*TEXT BLOCK*
You are viewing a plain text version of this content. The canonical link for it is here.
Posted to dev@httpd.apache.org by Dean Gaudet <dg...@arctic.org> on 1997/12/19 09:42:02 UTC

"locale" project

Here's something that needs to be done if someone is interested.  Apache
abuses the heck out of the locale specific functions.  Its usage is not
compliant with POSIX/ANSI/whateveryouwant.  It doesn't behave well when a
module wants to use a different locale, or when the admin wants to set a
different locale.  Specific examples: 

- (PR#1305, PR#1450) We use isalpha(), isalnum(), etc. functions with type
"char" arguments.  Strictly speaking we can only do that if we test
isascii() first.  But an alternative which is preferable, because it's
less expensive (performance), is to use unsigned chars (almost) 
everywhere. 

The ANSI C standard allows an implementation to choose whether an
unqualified char is signed or unsigned.  Most compilers default to signed,
but have an option for unsigned (or vice versa).  "gcc -funsigned-char" 
for example makes "char" an unsigned char.  My suggestion is that we
"typedef unsigned char uchar;" and "typedef signed char schar;" and use
those everywhere in place of char.  It's quite possible that we'll never
need schar (the only cases we'd need schar are those where we're using
chars as a 1-byte signed integer, which in apache should be non-existant).

*EXERCISE PROMPT*
Reproduce the mailing list post above about the Apache "locale" project, word for word and in full.

*ITEMS*

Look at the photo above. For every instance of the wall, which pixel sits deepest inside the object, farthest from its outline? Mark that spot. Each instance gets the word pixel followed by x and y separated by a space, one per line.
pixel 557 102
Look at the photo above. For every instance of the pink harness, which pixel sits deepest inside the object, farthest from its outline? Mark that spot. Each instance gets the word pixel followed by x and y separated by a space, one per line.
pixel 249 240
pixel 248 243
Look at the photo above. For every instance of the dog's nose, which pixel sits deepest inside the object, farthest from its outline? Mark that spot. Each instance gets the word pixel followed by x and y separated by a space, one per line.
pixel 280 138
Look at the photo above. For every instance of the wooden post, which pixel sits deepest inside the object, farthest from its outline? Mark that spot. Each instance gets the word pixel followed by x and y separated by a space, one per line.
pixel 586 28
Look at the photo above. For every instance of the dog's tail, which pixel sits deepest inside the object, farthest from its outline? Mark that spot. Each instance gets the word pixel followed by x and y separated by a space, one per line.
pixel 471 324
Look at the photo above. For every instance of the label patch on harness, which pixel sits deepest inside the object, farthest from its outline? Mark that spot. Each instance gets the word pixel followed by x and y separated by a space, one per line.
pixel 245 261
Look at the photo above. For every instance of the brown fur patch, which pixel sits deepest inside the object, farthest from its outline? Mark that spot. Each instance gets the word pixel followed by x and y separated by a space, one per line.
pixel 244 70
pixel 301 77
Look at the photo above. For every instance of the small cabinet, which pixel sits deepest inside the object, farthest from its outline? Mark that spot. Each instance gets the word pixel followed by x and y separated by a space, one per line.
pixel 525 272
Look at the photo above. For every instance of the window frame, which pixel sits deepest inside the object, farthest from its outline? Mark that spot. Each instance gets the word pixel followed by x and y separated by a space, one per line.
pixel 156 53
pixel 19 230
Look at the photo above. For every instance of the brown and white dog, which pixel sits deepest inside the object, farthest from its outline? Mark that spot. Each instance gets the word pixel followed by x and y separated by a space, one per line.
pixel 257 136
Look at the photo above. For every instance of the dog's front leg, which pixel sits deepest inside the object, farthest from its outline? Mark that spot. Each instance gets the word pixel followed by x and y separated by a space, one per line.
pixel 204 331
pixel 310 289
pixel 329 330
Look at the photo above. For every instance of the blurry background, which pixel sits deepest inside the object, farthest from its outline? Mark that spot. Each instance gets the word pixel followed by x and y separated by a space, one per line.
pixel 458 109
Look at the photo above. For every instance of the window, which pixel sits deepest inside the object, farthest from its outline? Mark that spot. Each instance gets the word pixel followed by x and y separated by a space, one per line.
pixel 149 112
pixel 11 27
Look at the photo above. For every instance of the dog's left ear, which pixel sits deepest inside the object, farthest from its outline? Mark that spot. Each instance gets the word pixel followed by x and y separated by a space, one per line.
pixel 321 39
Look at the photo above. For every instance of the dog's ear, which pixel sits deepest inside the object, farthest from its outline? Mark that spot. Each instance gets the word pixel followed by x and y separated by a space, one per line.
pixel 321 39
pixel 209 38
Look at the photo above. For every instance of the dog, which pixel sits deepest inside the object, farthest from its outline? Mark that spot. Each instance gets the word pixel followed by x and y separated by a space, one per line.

*SOLUTION FOR THIS TASK*
You are viewing a plain text version of this content. The canonical link for it is here.
Posted to dev@httpd.apache.org by Dean Gaudet <dg...@arctic.org> on 1997/12/19 09:42:02 UTC

"locale" project

Here's something that needs to be done if someone is interested.  Apache
abuses the heck out of the locale specific functions.  Its usage is not
compliant with POSIX/ANSI/whateveryouwant.  It doesn't behave well when a
module wants to use a different locale, or when the admin wants to set a
different locale.  Specific examples: 

- (PR#1305, PR#1450) We use isalpha(), isalnum(), etc. functions with type
"char" arguments.  Strictly speaking we can only do that if we test
isascii() first.  But an alternative which is preferable, because it's
less expensive (performance), is to use unsigned chars (almost) 
everywhere. 

The ANSI C standard allows an implementation to choose whether an
unqualified char is signed or unsigned.  Most compilers default to signed,
but have an option for unsigned (or vice versa).  "gcc -funsigned-char" 
for example makes "char" an unsigned char.  My suggestion is that we
"typedef unsigned char uchar;" and "typedef signed char schar;" and use
those everywhere in place of char.  It's quite possible that we'll never
need schar (the only cases we'd need schar are those where we're using
chars as a 1-byte signed integer, which in apache should be non-existant).